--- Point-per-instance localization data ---
□ □ □ □ □
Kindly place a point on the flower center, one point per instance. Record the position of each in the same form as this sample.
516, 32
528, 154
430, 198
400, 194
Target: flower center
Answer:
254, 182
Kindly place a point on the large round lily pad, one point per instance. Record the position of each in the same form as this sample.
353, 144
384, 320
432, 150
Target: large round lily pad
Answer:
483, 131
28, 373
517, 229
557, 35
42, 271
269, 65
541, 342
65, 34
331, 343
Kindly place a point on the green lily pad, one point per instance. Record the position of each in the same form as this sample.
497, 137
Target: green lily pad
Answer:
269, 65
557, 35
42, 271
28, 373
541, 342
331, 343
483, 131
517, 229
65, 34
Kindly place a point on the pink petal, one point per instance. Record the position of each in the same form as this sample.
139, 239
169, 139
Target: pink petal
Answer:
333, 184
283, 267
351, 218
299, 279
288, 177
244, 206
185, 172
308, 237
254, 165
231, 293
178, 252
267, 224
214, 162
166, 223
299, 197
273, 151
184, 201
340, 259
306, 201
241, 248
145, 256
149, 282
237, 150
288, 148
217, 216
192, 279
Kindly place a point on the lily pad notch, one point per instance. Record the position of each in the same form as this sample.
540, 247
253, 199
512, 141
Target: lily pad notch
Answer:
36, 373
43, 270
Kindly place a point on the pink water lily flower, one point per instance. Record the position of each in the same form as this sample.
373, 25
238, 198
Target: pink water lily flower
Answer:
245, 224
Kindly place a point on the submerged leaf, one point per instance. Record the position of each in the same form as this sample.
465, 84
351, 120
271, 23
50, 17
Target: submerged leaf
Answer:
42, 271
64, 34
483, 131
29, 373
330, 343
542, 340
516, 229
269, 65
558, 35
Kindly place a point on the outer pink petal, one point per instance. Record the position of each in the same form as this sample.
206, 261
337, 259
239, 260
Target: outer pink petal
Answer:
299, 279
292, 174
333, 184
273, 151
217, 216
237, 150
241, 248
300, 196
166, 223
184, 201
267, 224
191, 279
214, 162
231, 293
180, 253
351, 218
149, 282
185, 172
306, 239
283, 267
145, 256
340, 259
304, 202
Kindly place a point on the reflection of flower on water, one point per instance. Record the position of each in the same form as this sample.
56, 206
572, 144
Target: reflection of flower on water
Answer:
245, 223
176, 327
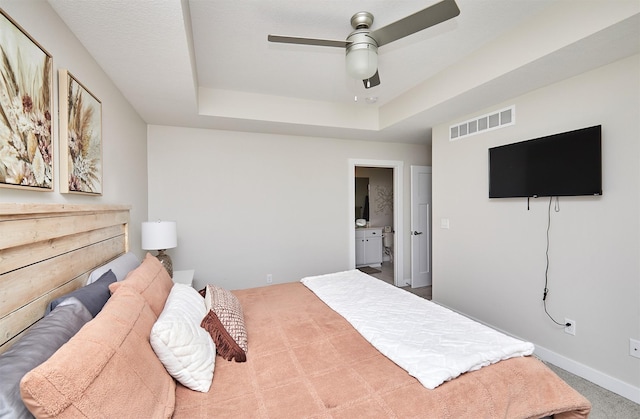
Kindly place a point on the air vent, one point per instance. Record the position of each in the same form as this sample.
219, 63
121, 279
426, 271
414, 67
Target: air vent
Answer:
488, 122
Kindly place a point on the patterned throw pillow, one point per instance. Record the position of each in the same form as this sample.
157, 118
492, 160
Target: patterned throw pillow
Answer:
225, 323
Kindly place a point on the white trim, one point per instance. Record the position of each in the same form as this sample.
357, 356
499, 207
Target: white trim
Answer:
612, 384
398, 212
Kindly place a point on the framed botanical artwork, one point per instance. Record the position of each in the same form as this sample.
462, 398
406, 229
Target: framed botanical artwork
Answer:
80, 137
26, 77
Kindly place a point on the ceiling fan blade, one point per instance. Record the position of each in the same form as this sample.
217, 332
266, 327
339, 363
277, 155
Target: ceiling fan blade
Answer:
308, 41
372, 81
416, 22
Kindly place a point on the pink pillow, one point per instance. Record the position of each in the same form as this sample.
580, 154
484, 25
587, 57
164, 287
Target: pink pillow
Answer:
151, 280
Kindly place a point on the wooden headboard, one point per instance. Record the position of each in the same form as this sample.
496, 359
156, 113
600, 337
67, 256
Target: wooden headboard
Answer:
47, 250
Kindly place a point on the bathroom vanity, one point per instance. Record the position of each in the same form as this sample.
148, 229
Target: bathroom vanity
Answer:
□ □ □ □ □
--- Requirement ---
The job here is to write out the records exactly, pictures excluded.

--- Answer to the problem ---
Kindly place a point on the flower center, one point per instance. Record the position of each in the same form as this sample.
516, 32
528, 154
430, 198
400, 194
Target: flower center
Answer:
254, 182
Kindly place a point on the large round lily pad, one point per instance. Record the position of each in the same form as this sample.
353, 144
384, 320
432, 150
Target: large round lily pad
Answer:
483, 131
28, 373
517, 229
557, 35
42, 271
269, 65
541, 342
65, 34
331, 343
Kindly place a point on the green lily pad, one point per instance. Record the position of each in the same form as this sample.
497, 137
Target: green lily pad
Answer:
269, 65
557, 35
42, 271
28, 373
541, 342
331, 343
483, 131
517, 229
65, 34
Kindly place a point on the pink petal, one point per instance. Record the position of each in the same form as this sample.
139, 239
169, 139
Target: pink petal
Answer:
333, 184
283, 267
351, 218
299, 279
288, 177
244, 206
185, 172
308, 237
254, 165
231, 293
178, 252
267, 224
214, 162
166, 223
299, 197
273, 151
184, 201
340, 259
306, 201
241, 248
145, 256
149, 282
237, 150
288, 148
217, 216
192, 279
Kindly place a point on the lily pad notch, one point per instance. Record the position of each in the same form as this sample.
540, 247
253, 199
512, 141
Target: lily pad notch
Answer:
36, 373
43, 270
Kindly place a point on the pink water lily flower, one point per instance. Record the position of each in the same form as this sample.
373, 25
238, 198
Target: pink water lily flower
Answer:
245, 224
Kindly place a point on the submerged leaf, one point per instance. Record the position of each in the same form as this sample.
465, 84
351, 120
271, 23
50, 17
Target: submerged leaf
Answer:
42, 271
64, 34
483, 131
29, 373
330, 343
542, 340
516, 229
269, 65
558, 35
Kindly place a point on the outer pink petal, one point per instance. Record the position of each in the same form as this sample.
206, 261
337, 259
239, 260
Target: outer pink petal
Answer:
299, 279
292, 174
333, 184
273, 151
217, 216
237, 150
241, 248
300, 196
166, 223
184, 201
267, 224
191, 279
214, 162
231, 293
180, 253
351, 218
149, 282
185, 172
306, 239
283, 267
145, 256
340, 259
304, 202
Kindly place a point on the reflection of flower on water, one point per instance. Record the position of each in the same form as this sample.
56, 206
572, 144
Target: reflection of flower on water
Answer:
245, 223
176, 327
Kindly place a point on the air vent, one point per instance. Record the position of each in the same form as this sample.
219, 63
121, 279
426, 271
414, 67
Target: air vent
Answer:
488, 122
Kindly place a point on the patterned throw pillow, one point per instance. Record the position of each in the same form as this sample.
157, 118
492, 160
Target: patterned throw pillow
Answer:
225, 323
Kindly place a point on the white trim, one point per instance. Record the position of each in the same form as this sample.
357, 356
499, 207
Target: white trim
Answer:
612, 384
398, 212
Kindly place a point on the framed botanical artwork, one point per instance. Record the position of each in the same form as this sample.
462, 398
406, 229
Target: framed botanical artwork
Answer:
80, 137
26, 77
Kindly place a point on the ceiling fan blade, one point per instance. Record the position of each in the same form as this sample.
217, 332
266, 327
339, 363
277, 155
Target: ceiling fan blade
Answer:
308, 41
372, 81
416, 22
Kindly place a point on the pink pillow, one point per instance. Record the position of each in the same form as this sample.
580, 154
484, 25
587, 57
164, 287
Target: pink pillow
Answer:
151, 280
Kindly place a point on the wooden headboard, one point per instance. Record the position of each in the same form as this sample.
496, 359
156, 113
600, 337
67, 256
Target: wooden headboard
Answer:
47, 250
Kindly place a point on the bathroom vanity, one point per instance. Record the position of each in the same form as this sample.
148, 229
Target: bathroom vanity
Answer:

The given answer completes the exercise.